- RAW DATA:
----

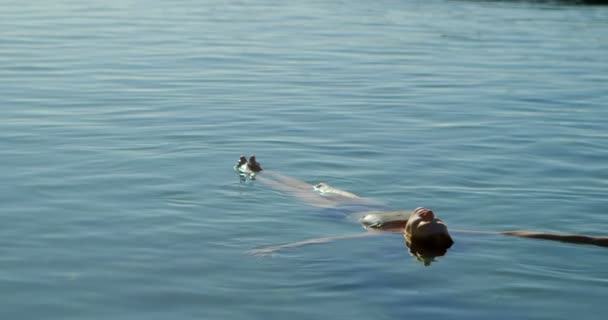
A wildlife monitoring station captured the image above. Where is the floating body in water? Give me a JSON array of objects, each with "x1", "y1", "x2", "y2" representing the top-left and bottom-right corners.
[{"x1": 241, "y1": 158, "x2": 608, "y2": 265}]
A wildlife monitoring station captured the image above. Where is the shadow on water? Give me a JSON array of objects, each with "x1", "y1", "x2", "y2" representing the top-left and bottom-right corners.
[{"x1": 460, "y1": 0, "x2": 608, "y2": 6}]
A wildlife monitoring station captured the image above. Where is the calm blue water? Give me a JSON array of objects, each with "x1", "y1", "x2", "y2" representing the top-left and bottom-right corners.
[{"x1": 0, "y1": 0, "x2": 608, "y2": 320}]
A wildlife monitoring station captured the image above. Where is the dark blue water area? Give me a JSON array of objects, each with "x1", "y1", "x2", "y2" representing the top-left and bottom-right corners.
[{"x1": 0, "y1": 0, "x2": 608, "y2": 320}]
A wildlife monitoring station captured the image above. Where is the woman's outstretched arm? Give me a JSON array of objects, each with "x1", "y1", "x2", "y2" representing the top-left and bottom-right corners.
[{"x1": 499, "y1": 230, "x2": 608, "y2": 247}]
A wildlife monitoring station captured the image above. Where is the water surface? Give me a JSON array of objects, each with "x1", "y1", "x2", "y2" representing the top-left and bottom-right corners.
[{"x1": 0, "y1": 0, "x2": 608, "y2": 320}]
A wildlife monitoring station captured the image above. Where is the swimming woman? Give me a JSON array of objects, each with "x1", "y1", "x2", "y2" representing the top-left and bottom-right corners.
[{"x1": 235, "y1": 157, "x2": 608, "y2": 264}]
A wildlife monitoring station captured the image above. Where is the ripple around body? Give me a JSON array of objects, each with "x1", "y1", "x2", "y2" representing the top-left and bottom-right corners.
[{"x1": 0, "y1": 0, "x2": 608, "y2": 320}]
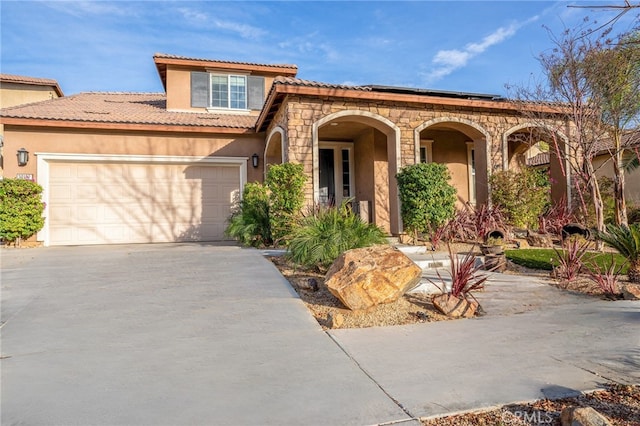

----

- TASK BRIEF:
Reproduce the stretch of material from the line containing "is the ripple" through the end of the material. Increase every bounding-box coordinate in the answers by 109, keep all other text unchanged, and omit the pictures.

- FULL OUTPUT:
A wildlife monitoring station captured the image above. Where is the ripple around body? Give me a JSON array of objects, each with "x1", "y1", "x2", "y2" representing the top-left and bottom-right corners.
[{"x1": 109, "y1": 109, "x2": 717, "y2": 429}]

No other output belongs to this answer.